Instructions for the task →
Return every line of the data below verbatim, omitting the picture markers.

Records excerpted from a collection
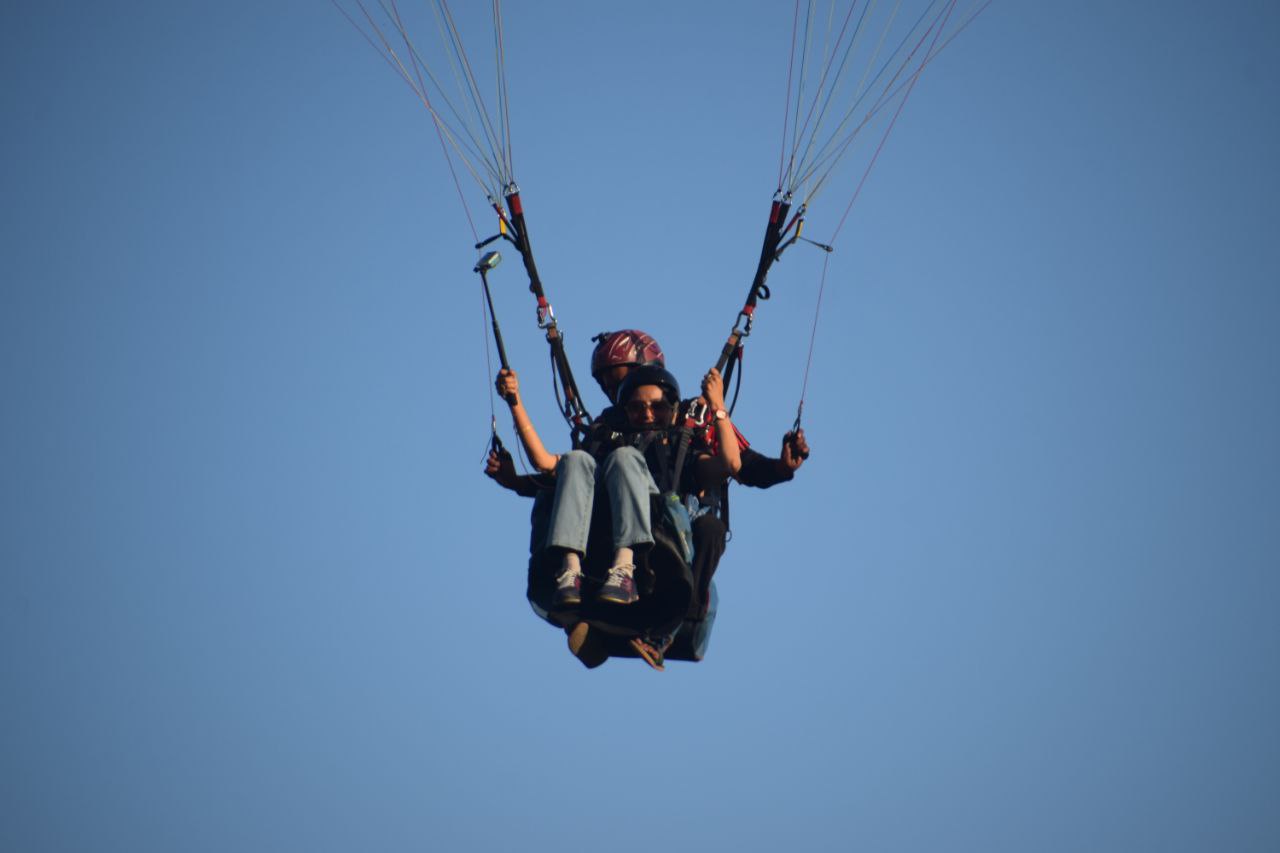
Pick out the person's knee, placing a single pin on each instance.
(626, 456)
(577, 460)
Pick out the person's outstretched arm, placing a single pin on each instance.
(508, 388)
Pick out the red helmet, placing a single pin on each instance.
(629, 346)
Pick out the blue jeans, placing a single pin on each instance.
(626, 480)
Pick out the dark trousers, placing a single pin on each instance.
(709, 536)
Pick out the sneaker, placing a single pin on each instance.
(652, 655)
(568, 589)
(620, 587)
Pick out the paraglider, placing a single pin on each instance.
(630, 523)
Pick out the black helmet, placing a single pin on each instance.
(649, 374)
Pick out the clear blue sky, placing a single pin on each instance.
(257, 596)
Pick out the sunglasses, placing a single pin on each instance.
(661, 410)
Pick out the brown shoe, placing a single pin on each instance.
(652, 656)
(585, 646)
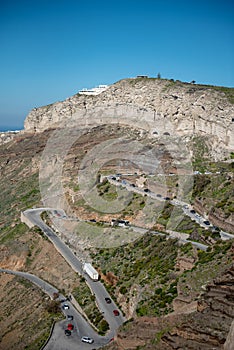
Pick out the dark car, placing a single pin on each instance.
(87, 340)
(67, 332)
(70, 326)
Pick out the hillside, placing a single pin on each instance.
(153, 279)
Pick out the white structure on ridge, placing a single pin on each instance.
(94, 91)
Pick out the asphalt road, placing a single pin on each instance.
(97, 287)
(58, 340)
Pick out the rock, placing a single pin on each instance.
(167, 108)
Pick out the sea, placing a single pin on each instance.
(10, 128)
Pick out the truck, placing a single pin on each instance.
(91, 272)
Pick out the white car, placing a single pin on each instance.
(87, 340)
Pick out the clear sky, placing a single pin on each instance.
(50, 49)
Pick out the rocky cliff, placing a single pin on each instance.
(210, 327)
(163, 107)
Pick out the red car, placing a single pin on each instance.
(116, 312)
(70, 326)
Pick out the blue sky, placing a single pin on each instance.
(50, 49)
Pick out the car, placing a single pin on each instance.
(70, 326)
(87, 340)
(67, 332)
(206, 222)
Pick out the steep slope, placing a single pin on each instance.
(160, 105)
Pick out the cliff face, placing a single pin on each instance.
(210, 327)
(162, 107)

Written answer →
Pick out the person's knee, placing a single pin on each instance.
(626, 456)
(577, 460)
Pick out the person's outstretched arm, placing a single pin on each instance.
(508, 388)
Pick out the red helmet, placing a single pin on each instance.
(629, 346)
Pick out the blue jeans, placing a single pin on each instance.
(626, 480)
Pick out the dark trousers, placing a single pin on each instance.
(709, 536)
Pick out the sneaker, placing a single pin on each instance.
(652, 655)
(568, 589)
(620, 587)
Pick out the paraglider, placing a single pin on each instance.
(630, 523)
Pick out the black helmet, placing a single pin on each instance.
(649, 374)
Pick out the clear blue sky, placing a single pin on each instance.
(257, 596)
Pick out the sunglasses, placing a single pin on each instance.
(661, 410)
Pick out the brown shoe, placing a single pin on each instance.
(652, 656)
(585, 646)
Pick out the dark car, placing a single pin on each instance.
(87, 340)
(67, 332)
(70, 326)
Pick out the hillside, placing a single pin on each instance.
(153, 279)
Pick out the white structure on ridge, placing a single pin on each instance.
(94, 91)
Pick out the asphalt road, placing a single pin on each instance.
(97, 287)
(58, 340)
Pick out the rock, placing a single pin on each instance.
(167, 108)
Pick out the sea, placing a single pin on each instance.
(10, 128)
Pick out the truck, placing a single pin on each instance.
(91, 272)
Pick out the white car, placing a single pin on each instance.
(87, 340)
Pick out the clear sky, placing a single pin on each instance.
(50, 49)
Pick out the rocky cliff, placing a single pin on each instance.
(210, 327)
(163, 107)
Pick out the red car, placing a single pin on each instance.
(116, 312)
(70, 326)
Pick out the blue sky, placing a single pin on each instance.
(50, 49)
Pick out the car, placing a single pin on each instance.
(70, 326)
(87, 340)
(67, 332)
(206, 222)
Pick out the steep slope, placing a single pin on each instance.
(160, 105)
Pick out the cliff face, placing a single pin on each instance.
(210, 327)
(162, 107)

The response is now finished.